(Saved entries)
──────
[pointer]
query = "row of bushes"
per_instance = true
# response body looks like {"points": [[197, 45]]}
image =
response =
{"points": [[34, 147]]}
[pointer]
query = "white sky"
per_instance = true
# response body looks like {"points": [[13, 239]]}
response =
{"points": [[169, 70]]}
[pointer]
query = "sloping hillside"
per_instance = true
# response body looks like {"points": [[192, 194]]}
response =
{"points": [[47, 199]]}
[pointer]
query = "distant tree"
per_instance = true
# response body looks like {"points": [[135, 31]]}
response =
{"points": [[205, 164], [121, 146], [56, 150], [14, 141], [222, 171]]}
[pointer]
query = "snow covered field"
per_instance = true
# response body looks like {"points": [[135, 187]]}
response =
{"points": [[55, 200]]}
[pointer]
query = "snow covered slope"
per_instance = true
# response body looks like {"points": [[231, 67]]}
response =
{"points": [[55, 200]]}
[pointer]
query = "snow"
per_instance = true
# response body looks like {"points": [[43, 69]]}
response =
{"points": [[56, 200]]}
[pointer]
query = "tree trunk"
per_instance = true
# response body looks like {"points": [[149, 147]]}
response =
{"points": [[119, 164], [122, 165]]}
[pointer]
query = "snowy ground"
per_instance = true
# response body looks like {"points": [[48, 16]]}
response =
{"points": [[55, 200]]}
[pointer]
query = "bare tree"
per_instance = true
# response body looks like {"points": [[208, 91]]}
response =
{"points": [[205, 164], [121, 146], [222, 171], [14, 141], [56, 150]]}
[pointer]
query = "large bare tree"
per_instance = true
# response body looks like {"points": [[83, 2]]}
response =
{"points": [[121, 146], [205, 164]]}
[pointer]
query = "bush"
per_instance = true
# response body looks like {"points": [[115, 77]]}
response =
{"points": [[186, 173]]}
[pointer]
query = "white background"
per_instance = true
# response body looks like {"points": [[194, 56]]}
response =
──────
▶ [WHAT IS EXPECTED] Report, for the data above, every line in which the string "bare" appears.

▶ [OUTPUT OF THE TASK]
query = "bare tree"
query = "large bare tree"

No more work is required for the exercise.